_SUPPLIED MATERIAL_.
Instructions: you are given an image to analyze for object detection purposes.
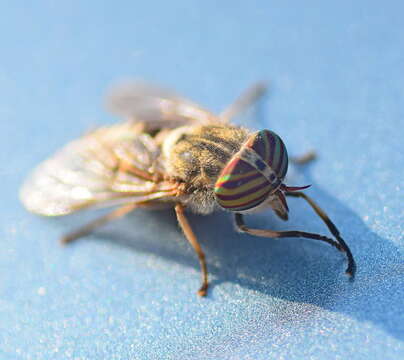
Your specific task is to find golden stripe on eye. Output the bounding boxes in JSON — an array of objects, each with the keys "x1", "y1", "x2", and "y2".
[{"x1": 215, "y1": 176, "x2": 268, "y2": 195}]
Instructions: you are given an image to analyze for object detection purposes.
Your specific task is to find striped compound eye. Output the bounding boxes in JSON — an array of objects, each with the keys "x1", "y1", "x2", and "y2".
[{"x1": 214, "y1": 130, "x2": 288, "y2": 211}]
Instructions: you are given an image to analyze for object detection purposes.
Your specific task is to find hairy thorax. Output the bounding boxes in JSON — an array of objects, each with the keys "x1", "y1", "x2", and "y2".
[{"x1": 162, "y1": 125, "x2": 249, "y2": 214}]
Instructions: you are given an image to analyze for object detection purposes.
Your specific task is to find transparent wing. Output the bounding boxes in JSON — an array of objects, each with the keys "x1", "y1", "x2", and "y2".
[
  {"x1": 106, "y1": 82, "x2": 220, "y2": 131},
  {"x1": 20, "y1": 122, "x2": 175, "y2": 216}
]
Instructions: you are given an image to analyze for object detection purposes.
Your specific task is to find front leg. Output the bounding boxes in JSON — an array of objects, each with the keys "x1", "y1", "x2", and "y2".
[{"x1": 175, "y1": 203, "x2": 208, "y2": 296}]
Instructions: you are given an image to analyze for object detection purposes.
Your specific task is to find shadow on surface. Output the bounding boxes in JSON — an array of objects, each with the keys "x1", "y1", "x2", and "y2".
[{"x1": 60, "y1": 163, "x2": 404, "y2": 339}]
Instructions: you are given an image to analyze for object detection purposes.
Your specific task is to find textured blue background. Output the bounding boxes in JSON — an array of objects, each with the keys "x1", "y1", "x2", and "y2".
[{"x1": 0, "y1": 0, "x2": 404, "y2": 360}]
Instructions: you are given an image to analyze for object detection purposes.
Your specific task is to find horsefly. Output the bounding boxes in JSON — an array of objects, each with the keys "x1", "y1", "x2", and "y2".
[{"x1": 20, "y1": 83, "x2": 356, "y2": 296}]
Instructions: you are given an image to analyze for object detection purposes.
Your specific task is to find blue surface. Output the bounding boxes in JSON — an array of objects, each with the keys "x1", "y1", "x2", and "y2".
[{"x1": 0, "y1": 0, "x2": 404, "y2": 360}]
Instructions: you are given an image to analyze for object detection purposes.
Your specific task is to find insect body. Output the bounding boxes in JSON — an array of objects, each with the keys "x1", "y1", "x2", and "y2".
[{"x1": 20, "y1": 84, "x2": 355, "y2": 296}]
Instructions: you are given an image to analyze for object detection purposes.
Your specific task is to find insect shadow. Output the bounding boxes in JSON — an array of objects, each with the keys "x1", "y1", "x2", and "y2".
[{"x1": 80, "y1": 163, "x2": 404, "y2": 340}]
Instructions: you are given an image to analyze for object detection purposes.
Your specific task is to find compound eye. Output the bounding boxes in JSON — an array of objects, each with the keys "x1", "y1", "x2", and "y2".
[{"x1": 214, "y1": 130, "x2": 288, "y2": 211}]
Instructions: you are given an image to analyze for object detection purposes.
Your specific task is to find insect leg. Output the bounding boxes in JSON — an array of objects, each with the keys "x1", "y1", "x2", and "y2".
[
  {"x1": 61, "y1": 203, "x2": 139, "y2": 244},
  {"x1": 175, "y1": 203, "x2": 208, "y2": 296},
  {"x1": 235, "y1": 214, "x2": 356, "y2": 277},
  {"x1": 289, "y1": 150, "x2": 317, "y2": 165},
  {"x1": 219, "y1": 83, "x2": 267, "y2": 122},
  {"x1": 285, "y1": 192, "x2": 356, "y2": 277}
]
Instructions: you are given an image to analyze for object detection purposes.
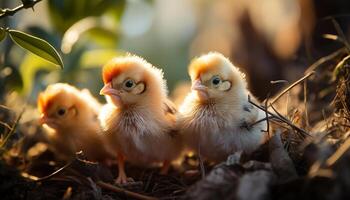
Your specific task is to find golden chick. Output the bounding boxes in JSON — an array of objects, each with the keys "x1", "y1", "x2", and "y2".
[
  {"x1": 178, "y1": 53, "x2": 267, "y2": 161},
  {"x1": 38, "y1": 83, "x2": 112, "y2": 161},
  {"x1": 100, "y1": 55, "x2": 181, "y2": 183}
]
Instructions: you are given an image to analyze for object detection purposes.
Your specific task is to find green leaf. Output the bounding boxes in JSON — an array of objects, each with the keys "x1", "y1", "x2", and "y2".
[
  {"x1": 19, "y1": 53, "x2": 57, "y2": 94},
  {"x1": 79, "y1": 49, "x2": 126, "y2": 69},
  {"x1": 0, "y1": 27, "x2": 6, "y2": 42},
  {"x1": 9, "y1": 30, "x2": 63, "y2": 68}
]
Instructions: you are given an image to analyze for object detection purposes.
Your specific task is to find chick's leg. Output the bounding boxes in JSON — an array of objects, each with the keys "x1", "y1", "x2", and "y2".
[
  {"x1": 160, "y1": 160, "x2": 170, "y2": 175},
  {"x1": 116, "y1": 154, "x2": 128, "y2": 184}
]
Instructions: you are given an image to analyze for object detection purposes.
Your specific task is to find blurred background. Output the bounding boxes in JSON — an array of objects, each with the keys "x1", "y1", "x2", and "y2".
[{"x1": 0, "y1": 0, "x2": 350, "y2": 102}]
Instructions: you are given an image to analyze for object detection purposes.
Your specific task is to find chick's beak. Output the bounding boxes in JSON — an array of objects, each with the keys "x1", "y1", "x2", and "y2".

_SET PROBLEM_.
Extract every line of the listing that contains the word "insect" and copy each one in full.

_SOLUTION TO THIS EXERCISE_.
Your specific task is to find insect body. Output the bounding boxes in JSON — an array of objects, each with the keys "x1", "y1", "x2", and "y2".
Your specific task is to find insect shadow. Output the bounding boxes in JSON — an array of objects, each with the keys "x1", "y1", "x2", and "y2".
Your specific task is to find insect leg. Output the bounding boxes in JSON — an array of objects, each with the keys "x1", "y1", "x2", and "y2".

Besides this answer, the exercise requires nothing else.